Excerpted passage |
-- begin --
If you can receive this message today and submit your desires, God will tell you what to do when you delight yourself in his way. That's what Psalm 37 says, that he delighteth in his way. I'm so stupid. I thought that meant for the longest time… I don't know why I can't get this stuff the first time. I thought that meant God delights in his way. "The steps of a good man are ordered by the Lord, and he delighteth in his way". I thought that meant that if I'm a good man and my steps are ordered God will delight… Well, of course God delights in the way that he orders. That doesn't make any sense. It means that when I delight in his way… See, "He delighteth in his way". Who's he? The man whose steps are ordered. When I delight in God's way, I will be in God's will, and my steps will be ordered.

I can stay on this step as long as I need to stay on this step, and I can stay in this season as long as I need to be in this season. "God, I don't want to go into any greater responsibility or influence until you say I'm ready. I don't want to come out of this oven until I'm ready. I don't want to enter into the promotion until I'm ready. When you say step, I step, and my steps are ordered". It's a statement of submission, but it's also a statement of sequence. When you get her number, not only do you need the right digits but they need to be in the right order, because if she gives you the right digits in the wrong order you'll be calling the wrong girl, sounding like a stalker. "Hey, remember I met you Thursday night"? She's going to hang up on you, because it has to be in order.

David couldn't be a king until he learned to be a shepherd, because there was something he needed to get at the bottom that would enable him to be who he needed to be at the top. Somebody shout, "My steps are ordered"! That means God not only knows where but he knows what and when. Now I can trust him, because I have it when I need it.
-- end --
Point placement data
-- begin --
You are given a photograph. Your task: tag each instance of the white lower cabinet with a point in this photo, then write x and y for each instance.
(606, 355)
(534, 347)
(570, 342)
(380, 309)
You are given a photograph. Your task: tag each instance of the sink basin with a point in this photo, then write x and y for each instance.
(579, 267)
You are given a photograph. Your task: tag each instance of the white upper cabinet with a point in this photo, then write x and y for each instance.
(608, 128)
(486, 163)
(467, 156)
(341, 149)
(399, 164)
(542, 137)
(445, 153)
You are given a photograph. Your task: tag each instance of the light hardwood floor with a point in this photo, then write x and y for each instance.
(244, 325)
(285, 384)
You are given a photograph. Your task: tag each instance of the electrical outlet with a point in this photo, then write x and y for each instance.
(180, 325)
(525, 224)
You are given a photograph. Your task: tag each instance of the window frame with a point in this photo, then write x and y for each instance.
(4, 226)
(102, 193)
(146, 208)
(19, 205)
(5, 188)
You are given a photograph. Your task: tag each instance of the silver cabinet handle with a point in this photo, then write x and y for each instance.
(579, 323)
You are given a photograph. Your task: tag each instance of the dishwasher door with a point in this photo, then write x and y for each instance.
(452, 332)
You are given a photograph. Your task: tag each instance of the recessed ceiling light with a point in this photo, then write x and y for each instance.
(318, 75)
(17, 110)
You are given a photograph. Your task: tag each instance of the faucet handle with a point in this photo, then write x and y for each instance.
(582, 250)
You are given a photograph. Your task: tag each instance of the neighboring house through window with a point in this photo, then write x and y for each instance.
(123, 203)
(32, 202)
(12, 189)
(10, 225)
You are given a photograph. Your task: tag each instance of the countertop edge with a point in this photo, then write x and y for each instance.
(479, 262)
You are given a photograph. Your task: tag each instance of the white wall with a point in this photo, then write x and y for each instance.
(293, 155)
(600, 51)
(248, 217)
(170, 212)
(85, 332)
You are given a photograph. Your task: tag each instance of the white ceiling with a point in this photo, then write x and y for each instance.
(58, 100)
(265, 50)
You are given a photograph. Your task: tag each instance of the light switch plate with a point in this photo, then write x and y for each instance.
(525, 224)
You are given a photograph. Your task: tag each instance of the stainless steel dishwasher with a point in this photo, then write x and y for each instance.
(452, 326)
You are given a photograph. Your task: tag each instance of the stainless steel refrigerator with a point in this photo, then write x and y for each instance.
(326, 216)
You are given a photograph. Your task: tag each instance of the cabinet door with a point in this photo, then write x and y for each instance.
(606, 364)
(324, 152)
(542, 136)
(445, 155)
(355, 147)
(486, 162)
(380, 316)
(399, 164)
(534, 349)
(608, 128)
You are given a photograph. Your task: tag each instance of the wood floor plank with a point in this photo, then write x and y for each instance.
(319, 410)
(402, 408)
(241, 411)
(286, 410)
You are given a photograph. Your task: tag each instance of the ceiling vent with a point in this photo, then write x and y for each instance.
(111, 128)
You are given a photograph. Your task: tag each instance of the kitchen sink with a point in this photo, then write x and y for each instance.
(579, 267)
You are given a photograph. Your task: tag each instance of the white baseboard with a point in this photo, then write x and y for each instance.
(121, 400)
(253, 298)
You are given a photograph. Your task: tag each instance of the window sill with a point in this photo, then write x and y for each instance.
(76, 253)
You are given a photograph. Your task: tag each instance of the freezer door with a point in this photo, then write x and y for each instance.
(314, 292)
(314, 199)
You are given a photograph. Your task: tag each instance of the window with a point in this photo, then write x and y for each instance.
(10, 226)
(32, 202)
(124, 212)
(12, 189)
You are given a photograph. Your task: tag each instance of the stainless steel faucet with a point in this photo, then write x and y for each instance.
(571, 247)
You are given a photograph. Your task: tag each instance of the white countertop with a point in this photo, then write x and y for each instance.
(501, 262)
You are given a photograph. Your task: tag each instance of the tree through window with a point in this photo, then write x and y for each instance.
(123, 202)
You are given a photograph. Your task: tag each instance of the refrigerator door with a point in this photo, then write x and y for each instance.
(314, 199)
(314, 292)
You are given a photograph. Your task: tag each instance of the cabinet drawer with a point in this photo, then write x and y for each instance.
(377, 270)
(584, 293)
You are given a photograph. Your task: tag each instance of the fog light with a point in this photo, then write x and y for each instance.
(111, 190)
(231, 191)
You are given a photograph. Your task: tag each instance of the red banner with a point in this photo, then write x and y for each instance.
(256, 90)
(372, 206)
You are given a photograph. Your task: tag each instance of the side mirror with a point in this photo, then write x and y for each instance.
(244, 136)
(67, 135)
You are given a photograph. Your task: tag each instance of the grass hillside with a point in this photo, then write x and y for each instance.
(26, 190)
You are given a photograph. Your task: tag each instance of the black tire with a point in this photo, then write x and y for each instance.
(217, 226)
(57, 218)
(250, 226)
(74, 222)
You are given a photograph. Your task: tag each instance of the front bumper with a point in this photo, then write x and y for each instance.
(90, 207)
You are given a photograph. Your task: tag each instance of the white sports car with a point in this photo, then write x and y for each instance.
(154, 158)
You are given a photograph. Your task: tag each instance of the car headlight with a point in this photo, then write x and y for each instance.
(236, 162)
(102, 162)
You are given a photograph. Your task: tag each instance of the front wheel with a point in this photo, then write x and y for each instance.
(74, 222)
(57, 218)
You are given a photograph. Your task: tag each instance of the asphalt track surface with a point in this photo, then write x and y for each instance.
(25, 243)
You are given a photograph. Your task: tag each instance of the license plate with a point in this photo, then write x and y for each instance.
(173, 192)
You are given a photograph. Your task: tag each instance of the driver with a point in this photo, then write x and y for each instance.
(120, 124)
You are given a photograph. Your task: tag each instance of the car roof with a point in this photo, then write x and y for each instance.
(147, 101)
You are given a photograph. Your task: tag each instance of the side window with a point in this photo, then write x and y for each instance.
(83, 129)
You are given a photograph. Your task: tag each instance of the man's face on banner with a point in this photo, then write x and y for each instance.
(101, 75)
-- end --
The tasks |
1/ From the sermon excerpt, pull out the passage starting with "I can stay on" and going on through "be in order.".
2/ According to the sermon excerpt, why couldn't David be a king until he learned to be a shepherd? Answer in one to three sentences.
3/ Write what comes next in the sermon excerpt, picking up after its final sentence.

Task answers |
1/
I can stay on this step as long as I need to stay on this step, and I can stay in this season as long as I need to be in this season. "God, I don't want to go into any greater responsibility or influence until you say I'm ready. I don't want to come out of this oven until I'm ready. I don't want to enter into the promotion until I'm ready. When you say step, I step, and my steps are ordered". It's a statement of submission, but it's also a statement of sequence. When you get her number, not only do you need the right digits but they need to be in the right order, because if she gives you the right digits in the wrong order you'll be calling the wrong girl, sounding like a stalker. "Hey, remember I met you Thursday night"? She's going to hang up on you, because it has to be in order.

2/ He had to learn to be a shepherd first because there was something he needed to get at the bottom. That would enable him to be who he needed to be at the top.

3/
I was thinking about something the other day, how if I had known this 15 years ago how good it would have been, and I felt that voice in me. It wasn't out loud like David, where God just speaks to you in complete sentences. It was an impression that God said, "You wouldn't have known what to do with it 15 years ago. It took 15 years of your foolishness to even respect what I wanted to show you". This is what I mean when I say my steps are ordered. I mean that not only are the steps that feel like this ordered but so are these. You can't have one without the other. To say "My steps are ordered" means that not only does promotion not come from the east or the west but comes from the Lord but sometimes the pain comes from him too.

My steps are ordered. God knows which is step three and which is step one and which is step four, and if I start skipping steps I'm likely to end up on my face, which is the next thing David said in Psalm 37:24. He said, "Though he fall, he shall not be utterly cast down, for the Lord upholdeth him with his hand". It means my confidence is not in the stability of my feet; my confidence is in the sovereignty of his hand. Even when I fell, even when I tripped, even when I stumbled, even when I missed it, my steps are ordered. When I fall, I fall forward, because God's hand is over my life.

Order. It means sequence. God knows what to do and when to do it. There's a sequence to things. Do you trust God's sequence? Do you trust that in some seasons he needs to move you away and some seasons he needs to move you toward? Some seasons he's going to use things you hate. Some seasons he's going to use things you love. Are all of your steps ordered by the Lord or just the ones you like? Some of you feel like you're going down today, but you're still in order. God's order isn't like your order. Peter said, "Jesus, you can't go to the cross yet. You can't let them kill you yet. They can't kill you until you establish the kingdom". Jesus said, "No, I can't establish the kingdom until they kill me, because I have to go down, like Jonah went down, to the belly of the earth three days. That's the only way I can rise". My steps are ordered. My right steps, wrong steps, left steps, right steps. My steps are ordered.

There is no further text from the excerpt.